**To do:** Please write out each entry exactly as it appears.

Content starts

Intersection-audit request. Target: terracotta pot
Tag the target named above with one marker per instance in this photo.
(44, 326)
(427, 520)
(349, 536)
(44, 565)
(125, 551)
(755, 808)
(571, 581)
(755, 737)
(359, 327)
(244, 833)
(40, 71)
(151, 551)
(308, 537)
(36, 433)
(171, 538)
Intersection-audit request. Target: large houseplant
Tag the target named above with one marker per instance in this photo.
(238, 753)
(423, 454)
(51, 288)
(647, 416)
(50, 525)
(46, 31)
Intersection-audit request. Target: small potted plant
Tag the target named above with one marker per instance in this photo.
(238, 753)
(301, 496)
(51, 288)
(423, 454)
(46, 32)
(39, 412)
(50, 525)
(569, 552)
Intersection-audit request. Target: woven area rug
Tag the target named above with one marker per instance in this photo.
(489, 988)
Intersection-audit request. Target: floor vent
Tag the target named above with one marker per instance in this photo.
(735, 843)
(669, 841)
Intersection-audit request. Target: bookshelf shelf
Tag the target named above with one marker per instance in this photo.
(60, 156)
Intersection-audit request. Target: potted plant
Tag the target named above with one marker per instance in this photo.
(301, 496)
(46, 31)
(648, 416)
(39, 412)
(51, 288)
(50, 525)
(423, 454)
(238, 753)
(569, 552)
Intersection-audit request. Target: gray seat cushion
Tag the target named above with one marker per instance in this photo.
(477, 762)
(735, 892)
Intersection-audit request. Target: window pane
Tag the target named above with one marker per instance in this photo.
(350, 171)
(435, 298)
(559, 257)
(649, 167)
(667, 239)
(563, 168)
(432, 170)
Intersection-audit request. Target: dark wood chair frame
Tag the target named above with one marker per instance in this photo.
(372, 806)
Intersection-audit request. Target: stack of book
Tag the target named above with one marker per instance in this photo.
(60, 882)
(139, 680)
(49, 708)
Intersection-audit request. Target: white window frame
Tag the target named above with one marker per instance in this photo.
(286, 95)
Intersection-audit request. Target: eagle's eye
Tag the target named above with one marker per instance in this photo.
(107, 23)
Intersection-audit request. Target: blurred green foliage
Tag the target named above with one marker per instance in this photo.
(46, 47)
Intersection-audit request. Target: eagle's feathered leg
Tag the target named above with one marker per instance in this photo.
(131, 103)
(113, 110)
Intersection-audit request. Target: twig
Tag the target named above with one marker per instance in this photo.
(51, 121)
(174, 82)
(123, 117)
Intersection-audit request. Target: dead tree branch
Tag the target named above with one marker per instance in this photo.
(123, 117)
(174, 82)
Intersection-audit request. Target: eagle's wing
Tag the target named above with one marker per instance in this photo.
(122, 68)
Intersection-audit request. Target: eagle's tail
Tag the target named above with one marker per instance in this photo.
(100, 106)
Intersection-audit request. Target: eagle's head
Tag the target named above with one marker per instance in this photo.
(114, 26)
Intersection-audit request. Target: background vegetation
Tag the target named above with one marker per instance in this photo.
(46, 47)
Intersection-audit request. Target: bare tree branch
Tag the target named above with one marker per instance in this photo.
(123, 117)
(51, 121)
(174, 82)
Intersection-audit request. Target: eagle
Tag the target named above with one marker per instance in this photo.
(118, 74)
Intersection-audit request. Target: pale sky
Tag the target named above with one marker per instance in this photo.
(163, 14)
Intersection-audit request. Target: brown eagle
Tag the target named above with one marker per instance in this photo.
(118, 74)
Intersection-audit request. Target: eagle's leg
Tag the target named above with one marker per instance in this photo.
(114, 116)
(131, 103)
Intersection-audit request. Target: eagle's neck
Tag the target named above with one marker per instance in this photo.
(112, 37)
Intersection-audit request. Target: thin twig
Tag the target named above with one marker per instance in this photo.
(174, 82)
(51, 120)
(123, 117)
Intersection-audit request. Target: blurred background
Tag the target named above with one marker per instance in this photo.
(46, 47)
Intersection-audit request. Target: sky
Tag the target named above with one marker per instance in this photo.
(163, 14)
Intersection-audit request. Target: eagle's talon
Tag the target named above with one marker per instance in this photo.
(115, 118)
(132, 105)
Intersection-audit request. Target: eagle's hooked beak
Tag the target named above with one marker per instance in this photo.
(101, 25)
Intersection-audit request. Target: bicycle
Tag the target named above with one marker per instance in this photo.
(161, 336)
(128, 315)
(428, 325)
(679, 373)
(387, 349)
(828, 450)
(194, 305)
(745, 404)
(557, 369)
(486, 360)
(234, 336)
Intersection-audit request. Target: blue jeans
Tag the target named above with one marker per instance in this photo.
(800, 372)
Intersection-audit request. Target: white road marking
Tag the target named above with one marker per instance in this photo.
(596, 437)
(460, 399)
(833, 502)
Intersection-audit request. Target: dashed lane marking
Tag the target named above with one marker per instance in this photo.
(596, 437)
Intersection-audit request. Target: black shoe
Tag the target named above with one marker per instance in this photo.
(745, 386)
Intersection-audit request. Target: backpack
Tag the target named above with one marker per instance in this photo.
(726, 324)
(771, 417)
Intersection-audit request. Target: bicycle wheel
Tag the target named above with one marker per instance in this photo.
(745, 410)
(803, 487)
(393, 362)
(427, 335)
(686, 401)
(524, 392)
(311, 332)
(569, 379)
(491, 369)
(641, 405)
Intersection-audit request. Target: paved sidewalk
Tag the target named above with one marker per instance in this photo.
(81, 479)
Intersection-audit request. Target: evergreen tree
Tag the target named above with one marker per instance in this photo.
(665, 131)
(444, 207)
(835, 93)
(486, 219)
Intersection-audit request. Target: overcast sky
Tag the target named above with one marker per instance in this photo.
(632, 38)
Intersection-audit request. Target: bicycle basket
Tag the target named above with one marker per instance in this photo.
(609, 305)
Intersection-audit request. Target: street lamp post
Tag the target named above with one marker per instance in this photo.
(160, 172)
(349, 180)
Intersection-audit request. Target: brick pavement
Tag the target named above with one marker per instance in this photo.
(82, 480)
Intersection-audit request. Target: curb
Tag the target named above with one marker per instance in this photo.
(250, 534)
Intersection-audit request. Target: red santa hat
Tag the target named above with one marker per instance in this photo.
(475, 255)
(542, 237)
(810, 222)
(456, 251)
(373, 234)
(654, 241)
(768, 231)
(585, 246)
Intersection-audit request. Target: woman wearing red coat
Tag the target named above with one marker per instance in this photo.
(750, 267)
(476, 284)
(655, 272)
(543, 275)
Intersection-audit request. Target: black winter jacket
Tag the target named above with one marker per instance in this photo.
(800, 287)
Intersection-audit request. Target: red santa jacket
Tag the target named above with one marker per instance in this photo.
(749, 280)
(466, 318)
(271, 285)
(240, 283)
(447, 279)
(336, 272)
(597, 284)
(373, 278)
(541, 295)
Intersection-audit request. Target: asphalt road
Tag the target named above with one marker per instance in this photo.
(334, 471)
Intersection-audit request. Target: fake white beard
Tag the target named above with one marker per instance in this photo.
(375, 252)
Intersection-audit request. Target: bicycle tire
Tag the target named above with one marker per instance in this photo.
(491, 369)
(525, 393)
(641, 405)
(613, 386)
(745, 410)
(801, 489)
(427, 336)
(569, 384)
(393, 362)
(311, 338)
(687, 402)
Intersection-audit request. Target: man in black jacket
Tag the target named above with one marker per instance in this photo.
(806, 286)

Content ends

**Exercise result:**
Intersection-audit request. Target: terracotta pot
Tag the target named above with one marker per instance in this photo.
(44, 326)
(427, 520)
(349, 536)
(44, 565)
(125, 551)
(755, 808)
(571, 581)
(755, 737)
(359, 327)
(244, 833)
(40, 71)
(151, 551)
(308, 537)
(36, 433)
(171, 538)
Intersection-audit request. Target: large houseplant
Tag the target named above with one marker per instance in this photo.
(238, 753)
(423, 454)
(51, 288)
(647, 416)
(50, 525)
(46, 31)
Intersection-audit request. Target: small potted plant
Tag the target named above with one marker per instance in this photo.
(238, 753)
(301, 496)
(51, 288)
(423, 454)
(46, 32)
(39, 412)
(50, 525)
(569, 552)
Intersection-audit request. Target: woven area rug
Tag the target named above with one marker per instance in this photo.
(489, 988)
Intersection-audit request. Target: floor vent
Tag the target named above with one marker per instance in this photo.
(735, 843)
(669, 841)
Intersection-audit request. Target: bookshelf shelf
Tag the target named above with one marker per instance in this photo.
(60, 156)
Intersection-audit request. Target: potted plant
Tag the target named above with one marker per instance in this photo.
(301, 496)
(46, 31)
(648, 416)
(39, 412)
(51, 288)
(50, 525)
(423, 454)
(238, 753)
(569, 552)
Intersection-audit request. Target: gray seat cushion
Tag the target named above with one marker per instance in this photo.
(477, 762)
(735, 892)
Intersection-audit request. Target: window pane
Tag the target named above with one marker per instance in this photo.
(350, 171)
(435, 298)
(559, 257)
(649, 167)
(667, 239)
(563, 168)
(432, 170)
Intersection-audit request. Target: dark wood chair frame
Tag the target named above with one marker per instance in this photo.
(372, 806)
Intersection-audit request. Target: stack of book
Tag the target named above with one marker per instance in this photo.
(60, 882)
(139, 680)
(49, 708)
Intersection-audit request. Target: white window frame
Tag the target named above with one marker per instance in this photo.
(286, 95)
Intersection-audit request. Target: eagle's eye
Tag the target named above with one marker per instance in this photo.
(107, 23)
Intersection-audit request. Target: blurred green foliage
Tag the target named above with one marker per instance in this photo.
(46, 47)
Intersection-audit request. Target: eagle's feathered leg
Tag the target named above with one marker per instance in this photo.
(131, 103)
(113, 110)
Intersection-audit request. Target: twig
Tag the target named above with one marker per instance in this photo.
(51, 121)
(174, 82)
(123, 117)
Intersection-audit request. Target: dead tree branch
Tag the target named above with one marker per instance in this photo.
(123, 117)
(174, 82)
Intersection-audit request. Target: eagle's wing
Tag the target named above with one marker per instance in this photo.
(122, 68)
Intersection-audit request. Target: eagle's tail
Tag the target named above with one marker per instance in this photo.
(100, 106)
Intersection-audit request. Target: eagle's head
Tag the target named above with one marker per instance in this photo.
(114, 26)
Intersection-audit request. Target: background vegetation
Tag the target named above with one marker per instance in this photo.
(46, 47)
Intersection-audit request. Target: bare tree branch
Tag the target named above with one marker per instance in this photo.
(123, 117)
(51, 121)
(174, 82)
Intersection-audit request. Target: eagle
Tag the target named above with one marker per instance in this photo.
(118, 74)
Intersection-audit request. Target: pale sky
Tag the target named above with one marker per instance in this photo.
(163, 14)
Intersection-audit request. Target: brown eagle
Tag the target named above with one marker per instance in this photo.
(118, 74)
Intersection-audit request. Target: eagle's leg
Tag the target named above with one marker per instance in this photo.
(114, 116)
(131, 103)
Intersection-audit request. Target: eagle's neck
Tag the target named above with one marker per instance in this photo.
(112, 37)
Intersection-audit request. Target: thin twig
Tag the target named above with one marker per instance in this photo.
(174, 82)
(51, 120)
(123, 117)
Intersection-audit request. Target: blurred background
Tag the target named above with one marker per instance in this photo.
(46, 47)
Intersection-audit request. Target: sky
Tag the target named above with one marker per instance in this photo.
(163, 14)
Intersection-audit request. Target: eagle's talon
Tag the target named above with one marker per instance in this photo.
(115, 118)
(132, 105)
Intersection-audit request. Target: eagle's hooked beak
Tag the target named above with one marker per instance in this photo.
(101, 25)
Intersection-audit request. Target: bicycle
Tag the target named above with one marker per instance in this photo.
(161, 336)
(128, 315)
(428, 325)
(679, 373)
(387, 349)
(828, 450)
(194, 305)
(745, 404)
(557, 369)
(486, 360)
(234, 336)
Intersection-audit request. Target: blue jeans
Tag the target named above with one marker per instance in this photo.
(800, 372)
Intersection-audit request. Target: white road marking
Tag the target named above with one marker per instance in this photo.
(596, 437)
(460, 399)
(833, 502)
Intersection-audit request. Target: dashed lane marking
Tag the target named above with one marker per instance in this photo.
(596, 437)
Intersection-audit request. Target: black shoe
Tag the target named above with one marker per instance in this photo.
(745, 386)
Intersection-audit request. Target: backpack
Tag the target named above with one marker per instance in this photo.
(726, 324)
(771, 417)
Intersection-audit request. Target: bicycle wheel
Tag the target named above with one marker per instance in this photo.
(745, 410)
(803, 487)
(393, 362)
(427, 335)
(686, 401)
(524, 392)
(311, 332)
(569, 379)
(491, 369)
(641, 405)
Intersection-audit request. Target: paved sidewalk
Tag the target named above with one marker per instance in this photo.
(81, 479)
Intersection-audit request. Target: evergreen tree
Tag the target named above with one marker per instance in this photo.
(665, 131)
(444, 207)
(835, 93)
(486, 219)
Intersection-audit request. Target: overcast sky
Tag the target named above with one marker per instance in this photo.
(632, 38)
Intersection-audit request. Target: bicycle basket
Tag the target named above with one marker per instance in this photo.
(609, 305)
Intersection-audit request. Target: street lamp post
Tag the target named above with one marker per instance in this photo.
(160, 172)
(349, 180)
Intersection-audit request. Target: brick pavement
Tag the target named above with one marker per instance in this photo.
(82, 480)
Intersection-audit request. Target: curb
Tag the target named above with one marker per instance in this photo.
(250, 534)
Intersection-audit request. Target: red santa hat
Tag the target named above with one marker per instance in this photo.
(475, 255)
(542, 237)
(810, 222)
(456, 251)
(373, 234)
(654, 241)
(768, 231)
(585, 246)
Intersection-audit request. Target: woman wearing red coat
Tag the target named above with one marker per instance in this photo.
(750, 267)
(476, 284)
(655, 272)
(543, 275)
Intersection-audit request. Target: black winter jacket
Tag the target named above with one marker per instance in this photo.
(800, 287)
Intersection-audit request. Target: red santa jacket
Tag the target named above with one marker per instance in this photo.
(749, 280)
(466, 318)
(271, 285)
(240, 283)
(447, 279)
(336, 272)
(597, 284)
(373, 278)
(541, 295)
Intersection-audit request. Target: asphalt road
Tag the target named above with one marker per instance in this photo.
(334, 471)
Intersection-audit request. Target: fake white beard
Tag the target named above with one marker per instance in this photo.
(375, 252)
Intersection-audit request. Target: bicycle tire
Tag the target named above with one marker per instance in this photo.
(491, 369)
(525, 393)
(641, 405)
(613, 386)
(745, 410)
(801, 489)
(427, 336)
(569, 384)
(393, 362)
(311, 338)
(687, 402)
Intersection-audit request. Target: man in black jacket
Tag the target named above with one marker per instance in this photo.
(806, 286)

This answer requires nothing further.